=== Section Start ===
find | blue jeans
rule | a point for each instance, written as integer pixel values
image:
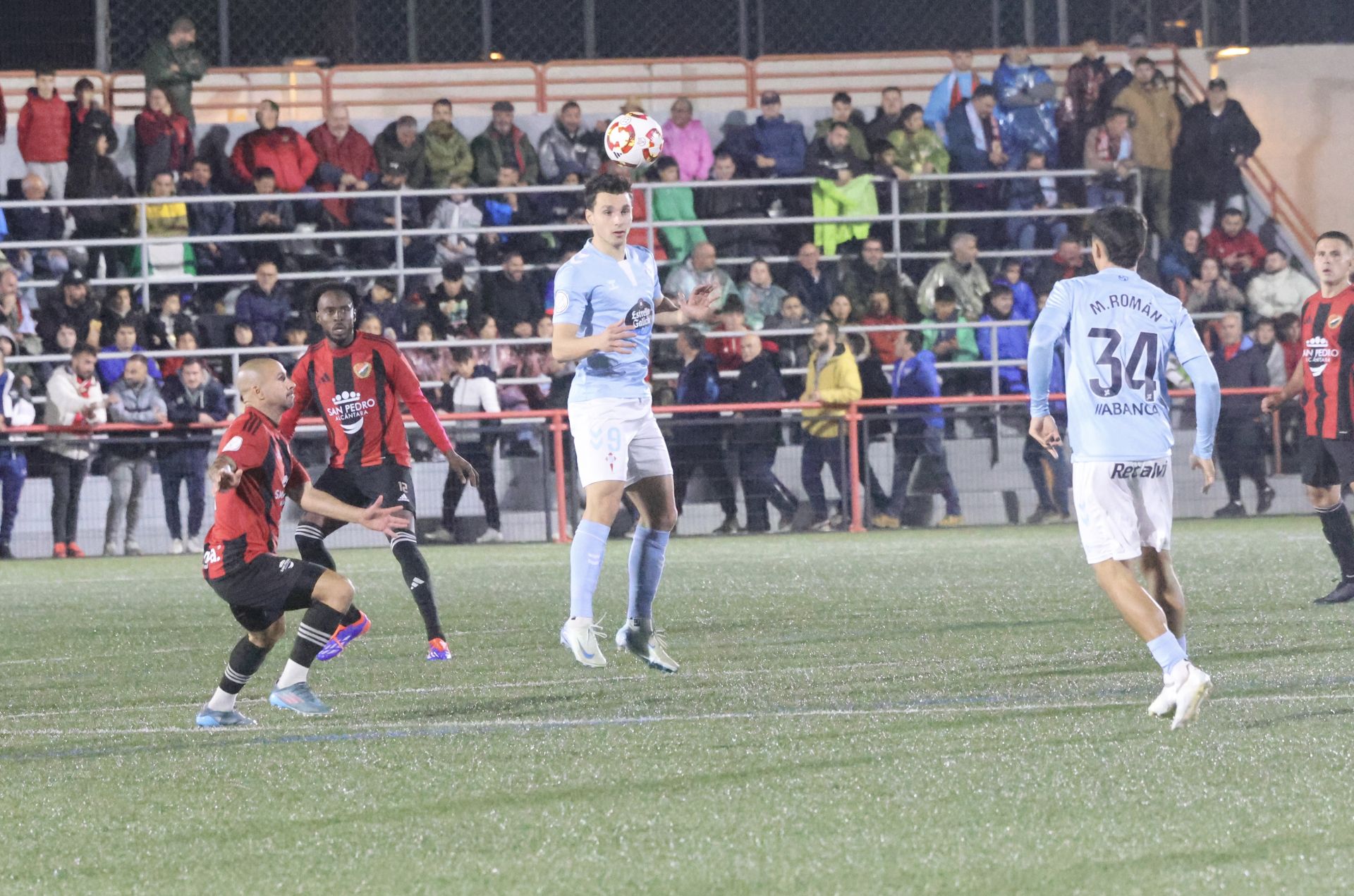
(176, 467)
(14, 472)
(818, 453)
=== Section End ===
=== Section Start ===
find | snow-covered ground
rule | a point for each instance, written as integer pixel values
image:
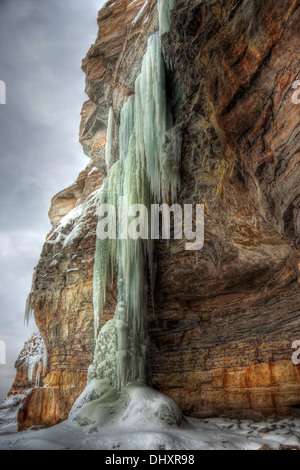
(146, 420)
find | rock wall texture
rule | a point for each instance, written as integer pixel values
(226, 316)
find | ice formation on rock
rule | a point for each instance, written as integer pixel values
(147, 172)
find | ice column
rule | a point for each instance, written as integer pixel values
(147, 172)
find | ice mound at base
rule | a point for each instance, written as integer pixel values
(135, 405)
=== Section End ===
EXERCISE DETAILS: Using the word "rock" as the filter, copy each matching line from the material.

ANSWER TO THIS EXERCISE:
find | rock wall texture
find | ice formation on rock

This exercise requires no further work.